SELECTED TEXT ▸
□ □ □ □ □
In 1983, Burciaga talked about her dreams for her children and Latinos in California as part of a panel discussion that included then-President Donald Kennedy and Sidney Drell, who was deputy director of Stanford’s SLAC National Accelerator Laboratory at the time.
“I dream about my son and daughter not being prejudged by any sexual stereotypes and, in their freedom, becoming all that they dream of becoming,” she said. “All children of the future should be able to live that American dream, a dream that says that we feel empowered, that we have the right to have a family, that we have the right to security,” Burciaga said during the discussion.
Referring to the projected increases in California’s Latino population, Burciaga also shared her vision of the future for her native state: “I also have a dream about the future of California and how it has the potential – rather than the threat, as many people think of it – for being a great cultural milieu in this county. It can lead to the future in terms of our ability to blend together the many different cultures.”
In 1994, Burciaga became a founding dean of California State University-Monterey Bay. She first worked in the Office of the President and later as the associate vice president of student affairs.
In a March 28 obituary, the Salinas Californian said Burciaga was instrumental in hiring the first wave of faculty. She remained close to the students and advocated for the resources they needed to succeed academically.
Christine Sleeter, a professor emerita at Cal State Monterey, told the Salinas Californian that Burciaga was always one of the strongest advocates for Latino students on campus.
“She knew the students, believed in them, encouraged them, and constantly spoke out on their behalf,” Sleeter said. “She also knew what kinds of things they were going through – their struggles, their interests, their potential.”
In 2002, Burciaga was one of three Latino plaintiffs who won a $1 million settlement from Cal State Monterey in a lawsuit filed over allegations of racial discrimination. Under a settlement reached in Monterey County Superior Court of California, the university also was required to create a scholarship fund for students from low-income families in Santa Cruz, San Benito and Monterey counties.
According to a March 26 obituary in the Monterey Herald, Burciaga continued working at the university as a high-level administrator in student affairs until 2002.
□ □ □ □ □
DATASET SECTION ▸
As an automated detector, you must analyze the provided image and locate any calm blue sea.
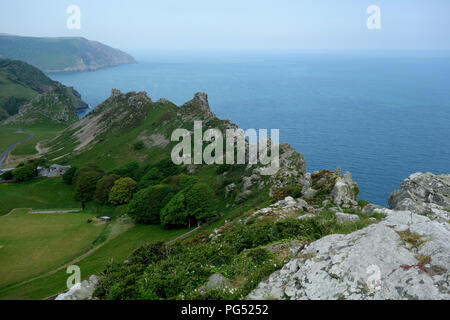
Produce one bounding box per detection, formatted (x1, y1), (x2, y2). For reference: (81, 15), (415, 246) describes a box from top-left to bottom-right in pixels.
(46, 52), (450, 205)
□ □ □ □ □
Continue the text about Burciaga from the point where it stops. The lines are separate material with no connection to the text about Burciaga.

“She was a person of leadership in the Latino community long before it became fashionable,” professor emerita Amalia Mesa-Bains, former head of visual and public arts at Cal State Monterey and a 30 year-friend of Burciaga’s, told the Monterey Herald. “If things were unjust, unfair, not right, Cecilia would take up the cause and she wouldn’t back down until the problem was fixed. I would consider her one of the people who most embodied the movement toward justice.”
Burciaga served on the White House Advisory Commission on Educational Excellence for Hispanic Americans during the Clinton administration and on the National Advisory Committee on Women during the Carter administration.
Before arriving at Stanford, she was a social science research analyst for the U.S. Civil Rights Commission in Washington, D.C. In that position, she conducted field investigations analyzing interactions between students and teachers in hundreds of classrooms in California, Texas and New Mexico.
Burciaga, who was born in Pomona, earned a bachelor’s degree in Spanish, English and linguistics from California State University-Fullerton in 1967 and a secondary teaching credential in 1968. She earned a master’s degree in policy studies in education from the University of California-Riverside in 1972.
Burciaga is survived by daughter Rebeca Burciaga, an assistant professor of educational leadership at San Jose State University; son Jose Antonio Burciaga Jr., who works with developmentally disabled students at Carmel High School in Carmel; two grandchildren; sister Rose Preciado of Upland, Calif.; and brother Ralph Preciado of Hemet, Calif.